◆ Source text
****

Computer Actions let you drive a live session using screen-level primitives like click, type, drag, scroll, and screenshot. Use them when DOM automation is unreliable or impossible (canvas apps, remote desktops, non-standard controls, or stubborn overlays).
When To Use Computer Actions
- You need full-screen interaction, not just DOM selectors.
- The page uses canvas or custom rendering where selectors are unreliable.
- You want a robust fallback when Playwright/Puppeteer actions fail.
How It Works
Every session includes a computerActionEndpoint. The SDKs wrap this for you with client.computerAction.* (Node.js) and client.computer_action.* (Python). You can pass either a session ID or the full session object, and passing the session object is recommended.
Coordinates are pixels relative to the top-left of the session screen. The default screen size is 1280x720. If you change screen in session creation, adjust your coordinates accordingly.
Quickstart
This example navigates using keyboard input, scrolls, and captures a screenshot.
import { Hyperbrowser } from "@hyperbrowser/sdk";
import { config } from "dotenv";
config();
const client = new Hyperbrowser({
apiKey: process.env.HYPERBROWSER_API_KEY,
});
async function main() {
const session = await client.sessions.create();
try {
// Focus address bar and navigate
await client.computerAction.pressKeys(session, ["Control_L", "l"]);
await client.computerAction.typeText(session, "https://example.com");
await client.computerAction.pressKeys(session, ["Return"]);
const shot = await client.computerAction.screenshot(session);
console.log(shot.screenshot); // base64
} finally {
await client.sessions.stop(session.id);
}
}
main().catch(console.error);
Action Examples
Click
const response = await client.computerAction.click(
"session-id", // or session object
500, // x coordinate
300, // y coordinate
"left", // button: "left" | "right" | "middle" | "back" | "forward" | "wheel"
1, // number of clicks
false // do not return screenshot (default: false)
);
console.log(response.success);
console.log(response.screenshot); // base64 if requested
Type Text
const response = await client.computerAction.typeText(
"session-id",
"Hello, World!",
false // do not return screenshot (default: false)
);
Press Keys
Uses the xdotool format for keys: https://github.com/sickcodes/xdotool-gui/blob/master/key_list.csv
const response = await client.computerAction.pressKeys(
"session-id",
["Control_L", "a"], // Key combination
false // do not return screenshot (default: false)
);
Move Mouse
const response = await client.computerAction.moveMouse(
"session-id",
500, // x
300, // y
false // do not return screenshot (default: false)
);
Drag
const response = await client.computerAction.drag(
"session-id",
[
{ x: 100, y: 100 },
{ x: 200, y: 200 },
{ x: 300, y: 300 },
],
false // do not return screenshot (default: false)
);
const response = await client.computerAction.scroll(
"session-id",
500, // x position
300, // y position
0, // scroll x delta
100, // scroll y delta
false // do not return screenshot (default: false)
);
Screenshot
const response = await client.computerAction.screenshot("session-id");
console.log(response.screenshot); // base64

****

◆ Jobs
#1 According to the Computer Actions documentation, what is the default screen size?
#2 In the records, format the lines as a JSON list of strings, one string per line, beginning with the line containing "the child's hand" and continuing through the line containing "xmin=248 ymin=149 xmax=345 ymax=213", both included. Leave out blank lines and pictures.

◆ Records for this exercise
****

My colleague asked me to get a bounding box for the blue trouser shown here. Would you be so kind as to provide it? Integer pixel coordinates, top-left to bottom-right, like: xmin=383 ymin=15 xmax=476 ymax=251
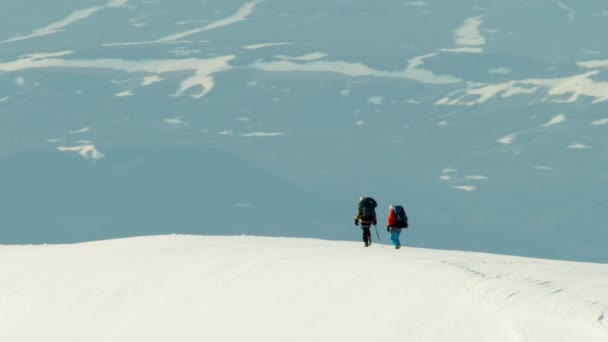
xmin=391 ymin=228 xmax=401 ymax=247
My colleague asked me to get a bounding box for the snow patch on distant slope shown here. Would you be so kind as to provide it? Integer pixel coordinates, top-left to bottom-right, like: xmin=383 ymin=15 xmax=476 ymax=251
xmin=114 ymin=90 xmax=135 ymax=97
xmin=15 ymin=76 xmax=25 ymax=87
xmin=68 ymin=126 xmax=91 ymax=134
xmin=367 ymin=95 xmax=384 ymax=106
xmin=276 ymin=52 xmax=328 ymax=61
xmin=0 ymin=0 xmax=127 ymax=44
xmin=141 ymin=75 xmax=163 ymax=87
xmin=540 ymin=114 xmax=566 ymax=127
xmin=57 ymin=144 xmax=104 ymax=160
xmin=163 ymin=116 xmax=188 ymax=126
xmin=250 ymin=53 xmax=462 ymax=84
xmin=441 ymin=17 xmax=486 ymax=53
xmin=103 ymin=1 xmax=261 ymax=46
xmin=497 ymin=133 xmax=519 ymax=145
xmin=435 ymin=70 xmax=608 ymax=106
xmin=568 ymin=143 xmax=591 ymax=150
xmin=591 ymin=118 xmax=608 ymax=126
xmin=0 ymin=52 xmax=235 ymax=98
xmin=243 ymin=42 xmax=292 ymax=50
xmin=452 ymin=185 xmax=477 ymax=192
xmin=239 ymin=132 xmax=285 ymax=138
xmin=555 ymin=0 xmax=576 ymax=21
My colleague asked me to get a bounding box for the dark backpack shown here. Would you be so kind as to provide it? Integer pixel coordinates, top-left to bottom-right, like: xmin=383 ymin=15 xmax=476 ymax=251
xmin=393 ymin=205 xmax=408 ymax=228
xmin=359 ymin=197 xmax=378 ymax=222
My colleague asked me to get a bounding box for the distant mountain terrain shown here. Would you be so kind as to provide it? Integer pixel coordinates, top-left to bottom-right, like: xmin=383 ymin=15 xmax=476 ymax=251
xmin=0 ymin=0 xmax=608 ymax=263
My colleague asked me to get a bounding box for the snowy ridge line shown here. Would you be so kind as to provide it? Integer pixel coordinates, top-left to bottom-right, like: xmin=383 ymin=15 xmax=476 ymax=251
xmin=0 ymin=235 xmax=608 ymax=342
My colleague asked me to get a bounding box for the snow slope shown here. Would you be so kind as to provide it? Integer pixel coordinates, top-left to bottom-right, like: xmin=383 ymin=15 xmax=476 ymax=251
xmin=0 ymin=235 xmax=608 ymax=342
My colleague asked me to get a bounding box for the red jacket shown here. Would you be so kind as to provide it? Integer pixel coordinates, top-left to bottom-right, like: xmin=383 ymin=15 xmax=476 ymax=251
xmin=386 ymin=208 xmax=397 ymax=227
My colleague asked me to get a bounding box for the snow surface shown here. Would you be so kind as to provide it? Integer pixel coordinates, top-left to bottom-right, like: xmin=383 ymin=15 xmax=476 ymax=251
xmin=0 ymin=234 xmax=608 ymax=342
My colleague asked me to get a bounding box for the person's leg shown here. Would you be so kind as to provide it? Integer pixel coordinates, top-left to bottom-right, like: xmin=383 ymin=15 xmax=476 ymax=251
xmin=395 ymin=228 xmax=401 ymax=248
xmin=391 ymin=228 xmax=397 ymax=246
xmin=361 ymin=226 xmax=372 ymax=246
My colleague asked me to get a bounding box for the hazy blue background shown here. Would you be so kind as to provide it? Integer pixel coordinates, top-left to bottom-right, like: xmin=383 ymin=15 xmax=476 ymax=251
xmin=0 ymin=0 xmax=608 ymax=262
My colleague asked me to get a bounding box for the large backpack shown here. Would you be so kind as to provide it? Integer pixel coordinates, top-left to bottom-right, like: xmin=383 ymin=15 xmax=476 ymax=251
xmin=393 ymin=205 xmax=408 ymax=228
xmin=359 ymin=197 xmax=378 ymax=223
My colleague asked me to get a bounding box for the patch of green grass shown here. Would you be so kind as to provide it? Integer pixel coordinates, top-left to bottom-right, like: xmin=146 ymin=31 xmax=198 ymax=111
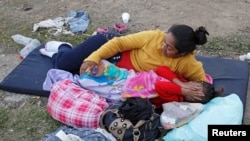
xmin=0 ymin=99 xmax=62 ymax=141
xmin=198 ymin=27 xmax=250 ymax=57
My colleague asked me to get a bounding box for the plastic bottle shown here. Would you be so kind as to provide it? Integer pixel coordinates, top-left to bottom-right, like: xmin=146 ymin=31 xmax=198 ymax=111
xmin=11 ymin=34 xmax=33 ymax=46
xmin=19 ymin=39 xmax=41 ymax=59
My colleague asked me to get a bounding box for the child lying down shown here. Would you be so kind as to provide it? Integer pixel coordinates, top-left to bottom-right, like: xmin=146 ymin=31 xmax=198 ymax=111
xmin=43 ymin=60 xmax=223 ymax=104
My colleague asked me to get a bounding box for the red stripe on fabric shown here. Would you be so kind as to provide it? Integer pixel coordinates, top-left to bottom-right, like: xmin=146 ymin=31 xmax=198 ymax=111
xmin=116 ymin=51 xmax=136 ymax=71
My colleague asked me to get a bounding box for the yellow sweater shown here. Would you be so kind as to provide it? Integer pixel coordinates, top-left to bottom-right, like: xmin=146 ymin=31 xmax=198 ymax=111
xmin=84 ymin=30 xmax=206 ymax=81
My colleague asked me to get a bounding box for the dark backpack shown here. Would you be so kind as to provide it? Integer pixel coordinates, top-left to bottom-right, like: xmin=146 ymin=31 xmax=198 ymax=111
xmin=100 ymin=98 xmax=160 ymax=141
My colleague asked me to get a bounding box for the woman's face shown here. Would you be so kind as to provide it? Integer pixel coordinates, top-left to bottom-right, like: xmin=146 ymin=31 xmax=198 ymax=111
xmin=162 ymin=33 xmax=179 ymax=58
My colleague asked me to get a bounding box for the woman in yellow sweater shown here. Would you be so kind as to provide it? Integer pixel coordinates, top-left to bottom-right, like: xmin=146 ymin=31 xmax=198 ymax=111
xmin=40 ymin=25 xmax=209 ymax=99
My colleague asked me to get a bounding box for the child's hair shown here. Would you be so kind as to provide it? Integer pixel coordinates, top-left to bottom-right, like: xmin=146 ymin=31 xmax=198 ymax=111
xmin=192 ymin=81 xmax=224 ymax=104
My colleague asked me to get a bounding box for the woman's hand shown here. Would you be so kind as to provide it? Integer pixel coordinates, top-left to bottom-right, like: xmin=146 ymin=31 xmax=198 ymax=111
xmin=182 ymin=88 xmax=204 ymax=102
xmin=181 ymin=81 xmax=203 ymax=91
xmin=181 ymin=82 xmax=204 ymax=101
xmin=80 ymin=61 xmax=97 ymax=75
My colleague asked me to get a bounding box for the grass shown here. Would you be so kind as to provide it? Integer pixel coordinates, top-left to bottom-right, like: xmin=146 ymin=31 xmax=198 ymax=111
xmin=0 ymin=98 xmax=62 ymax=141
xmin=0 ymin=4 xmax=250 ymax=141
xmin=0 ymin=28 xmax=250 ymax=141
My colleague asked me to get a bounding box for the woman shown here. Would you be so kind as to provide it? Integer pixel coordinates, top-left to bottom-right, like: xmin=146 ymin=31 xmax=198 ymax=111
xmin=40 ymin=25 xmax=209 ymax=99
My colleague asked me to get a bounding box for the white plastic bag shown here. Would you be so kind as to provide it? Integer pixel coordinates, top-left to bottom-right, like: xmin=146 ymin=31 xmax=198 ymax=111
xmin=160 ymin=102 xmax=203 ymax=129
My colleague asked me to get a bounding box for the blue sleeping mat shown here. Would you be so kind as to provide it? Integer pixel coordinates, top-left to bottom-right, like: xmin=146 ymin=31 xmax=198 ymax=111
xmin=0 ymin=45 xmax=249 ymax=105
xmin=0 ymin=45 xmax=52 ymax=97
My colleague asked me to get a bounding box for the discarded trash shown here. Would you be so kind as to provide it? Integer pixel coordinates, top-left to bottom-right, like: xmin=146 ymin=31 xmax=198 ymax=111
xmin=122 ymin=12 xmax=130 ymax=23
xmin=239 ymin=53 xmax=250 ymax=61
xmin=11 ymin=34 xmax=32 ymax=46
xmin=19 ymin=39 xmax=41 ymax=59
xmin=11 ymin=34 xmax=41 ymax=59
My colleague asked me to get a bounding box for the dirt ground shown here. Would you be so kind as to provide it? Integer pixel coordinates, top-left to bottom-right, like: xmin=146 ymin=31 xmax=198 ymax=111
xmin=0 ymin=0 xmax=250 ymax=39
xmin=0 ymin=0 xmax=250 ymax=139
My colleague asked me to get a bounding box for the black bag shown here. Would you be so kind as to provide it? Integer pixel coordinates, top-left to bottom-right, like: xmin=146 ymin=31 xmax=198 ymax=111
xmin=100 ymin=98 xmax=161 ymax=141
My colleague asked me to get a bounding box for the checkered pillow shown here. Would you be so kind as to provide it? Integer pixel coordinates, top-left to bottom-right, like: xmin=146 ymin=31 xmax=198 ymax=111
xmin=47 ymin=79 xmax=108 ymax=128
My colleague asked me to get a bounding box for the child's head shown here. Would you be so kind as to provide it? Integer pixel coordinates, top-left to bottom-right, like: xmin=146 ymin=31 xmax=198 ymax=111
xmin=188 ymin=81 xmax=224 ymax=104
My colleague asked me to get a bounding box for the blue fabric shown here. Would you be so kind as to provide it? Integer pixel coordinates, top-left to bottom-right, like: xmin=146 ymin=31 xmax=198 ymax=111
xmin=196 ymin=56 xmax=249 ymax=110
xmin=41 ymin=126 xmax=110 ymax=141
xmin=163 ymin=93 xmax=243 ymax=141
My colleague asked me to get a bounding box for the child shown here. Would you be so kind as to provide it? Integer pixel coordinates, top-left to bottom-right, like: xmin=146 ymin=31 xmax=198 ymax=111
xmin=150 ymin=66 xmax=224 ymax=109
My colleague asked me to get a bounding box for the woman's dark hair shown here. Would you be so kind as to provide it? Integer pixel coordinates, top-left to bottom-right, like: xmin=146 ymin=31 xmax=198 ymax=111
xmin=168 ymin=24 xmax=209 ymax=53
xmin=189 ymin=82 xmax=224 ymax=104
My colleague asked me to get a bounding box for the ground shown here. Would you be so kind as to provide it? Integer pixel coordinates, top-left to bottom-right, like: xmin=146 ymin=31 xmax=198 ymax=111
xmin=0 ymin=0 xmax=250 ymax=140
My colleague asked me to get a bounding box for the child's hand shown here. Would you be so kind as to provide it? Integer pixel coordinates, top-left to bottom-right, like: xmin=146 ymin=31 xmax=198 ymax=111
xmin=80 ymin=61 xmax=98 ymax=75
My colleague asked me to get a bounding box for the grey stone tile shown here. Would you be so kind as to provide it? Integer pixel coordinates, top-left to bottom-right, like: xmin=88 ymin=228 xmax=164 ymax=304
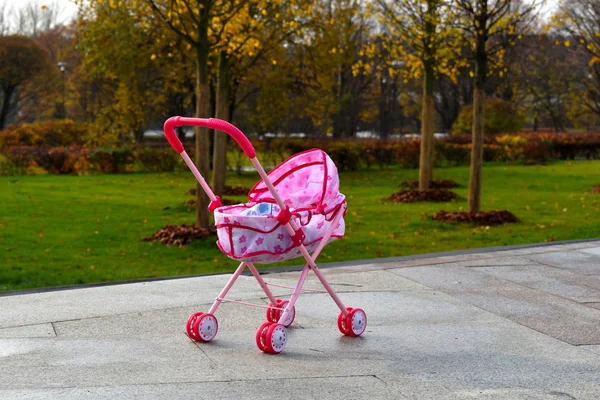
xmin=0 ymin=275 xmax=282 ymax=328
xmin=394 ymin=266 xmax=600 ymax=345
xmin=585 ymin=303 xmax=600 ymax=310
xmin=265 ymin=268 xmax=427 ymax=293
xmin=0 ymin=324 xmax=56 ymax=339
xmin=580 ymin=346 xmax=600 ymax=355
xmin=581 ymin=247 xmax=600 ymax=256
xmin=0 ymin=334 xmax=224 ymax=389
xmin=458 ymin=257 xmax=536 ymax=268
xmin=54 ymin=299 xmax=267 ymax=337
xmin=0 ymin=376 xmax=395 ymax=400
xmin=528 ymin=251 xmax=600 ymax=275
xmin=478 ymin=263 xmax=600 ymax=302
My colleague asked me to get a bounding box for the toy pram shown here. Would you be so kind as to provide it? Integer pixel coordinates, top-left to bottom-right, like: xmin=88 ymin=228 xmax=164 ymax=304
xmin=164 ymin=117 xmax=367 ymax=353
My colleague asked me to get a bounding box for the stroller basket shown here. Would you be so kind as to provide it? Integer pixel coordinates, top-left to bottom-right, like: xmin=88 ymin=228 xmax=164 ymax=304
xmin=214 ymin=149 xmax=345 ymax=263
xmin=164 ymin=117 xmax=367 ymax=354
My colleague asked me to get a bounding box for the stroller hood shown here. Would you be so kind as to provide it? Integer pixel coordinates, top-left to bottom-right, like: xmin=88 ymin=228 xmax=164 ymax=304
xmin=248 ymin=149 xmax=345 ymax=213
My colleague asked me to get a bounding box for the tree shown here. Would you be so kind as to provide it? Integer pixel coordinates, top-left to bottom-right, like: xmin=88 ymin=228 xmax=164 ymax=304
xmin=378 ymin=0 xmax=458 ymax=190
xmin=455 ymin=0 xmax=540 ymax=213
xmin=143 ymin=0 xmax=284 ymax=227
xmin=0 ymin=35 xmax=52 ymax=130
xmin=555 ymin=0 xmax=600 ymax=116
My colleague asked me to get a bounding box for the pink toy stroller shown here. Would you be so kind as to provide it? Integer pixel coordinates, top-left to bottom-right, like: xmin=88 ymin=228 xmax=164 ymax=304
xmin=164 ymin=117 xmax=367 ymax=354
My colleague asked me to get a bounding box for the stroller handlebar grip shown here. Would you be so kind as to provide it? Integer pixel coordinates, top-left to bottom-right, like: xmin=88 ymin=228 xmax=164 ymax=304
xmin=164 ymin=117 xmax=256 ymax=158
xmin=163 ymin=117 xmax=183 ymax=154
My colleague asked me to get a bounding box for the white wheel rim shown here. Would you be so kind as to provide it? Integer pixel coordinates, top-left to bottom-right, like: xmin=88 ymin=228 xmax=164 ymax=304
xmin=198 ymin=315 xmax=217 ymax=341
xmin=281 ymin=301 xmax=296 ymax=327
xmin=271 ymin=325 xmax=287 ymax=353
xmin=352 ymin=310 xmax=367 ymax=335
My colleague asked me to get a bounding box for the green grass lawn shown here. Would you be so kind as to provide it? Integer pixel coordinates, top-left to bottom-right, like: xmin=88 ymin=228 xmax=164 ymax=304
xmin=0 ymin=161 xmax=600 ymax=290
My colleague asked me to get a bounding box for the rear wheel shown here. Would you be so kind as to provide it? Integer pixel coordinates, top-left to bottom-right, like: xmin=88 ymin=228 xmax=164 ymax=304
xmin=267 ymin=299 xmax=296 ymax=328
xmin=185 ymin=312 xmax=204 ymax=340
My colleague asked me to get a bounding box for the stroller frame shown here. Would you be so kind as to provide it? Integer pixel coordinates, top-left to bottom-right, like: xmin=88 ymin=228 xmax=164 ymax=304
xmin=164 ymin=116 xmax=367 ymax=354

****

◆ Task-by-task outputs
#1 1280x720

#2
[
  "My colleague asked me to get a bounding box for the child's hand shown here. Would you be so kind as to provide it? Integer pixel coordinates, top-left to bottom-right, like: xmin=146 ymin=31 xmax=198 ymax=111",
  "xmin=80 ymin=61 xmax=98 ymax=75",
  "My colleague asked me to get a bounding box for the grey stone tile shown here. Would you be so kind as to provide it? Integer pixel coordinates, top-left to bottom-right, like: xmin=88 ymin=228 xmax=164 ymax=304",
  "xmin=0 ymin=275 xmax=282 ymax=328",
  "xmin=394 ymin=266 xmax=600 ymax=345",
  "xmin=585 ymin=303 xmax=600 ymax=310",
  "xmin=265 ymin=268 xmax=427 ymax=293",
  "xmin=0 ymin=324 xmax=56 ymax=339",
  "xmin=580 ymin=346 xmax=600 ymax=355",
  "xmin=581 ymin=247 xmax=600 ymax=256",
  "xmin=0 ymin=334 xmax=224 ymax=389",
  "xmin=458 ymin=257 xmax=536 ymax=268",
  "xmin=54 ymin=299 xmax=267 ymax=337",
  "xmin=0 ymin=376 xmax=395 ymax=400",
  "xmin=528 ymin=251 xmax=600 ymax=275",
  "xmin=478 ymin=263 xmax=600 ymax=302",
  "My colleague asked me to get a bounding box for the toy pram shown here. Would you be so kind as to provide it? Integer pixel coordinates, top-left to bottom-right, like: xmin=88 ymin=228 xmax=164 ymax=304",
  "xmin=164 ymin=117 xmax=367 ymax=353",
  "My colleague asked me to get a bounding box for the stroller basket shown here. Would you be so kind as to provide it? Integer pixel coordinates, top-left to bottom-right, like: xmin=88 ymin=228 xmax=164 ymax=304",
  "xmin=214 ymin=149 xmax=345 ymax=263",
  "xmin=164 ymin=117 xmax=367 ymax=354",
  "My colleague asked me to get a bounding box for the stroller hood shown here. Would you be so kind as to provide it? Integer pixel coordinates, top-left to bottom-right, like: xmin=88 ymin=228 xmax=164 ymax=304",
  "xmin=248 ymin=149 xmax=345 ymax=213"
]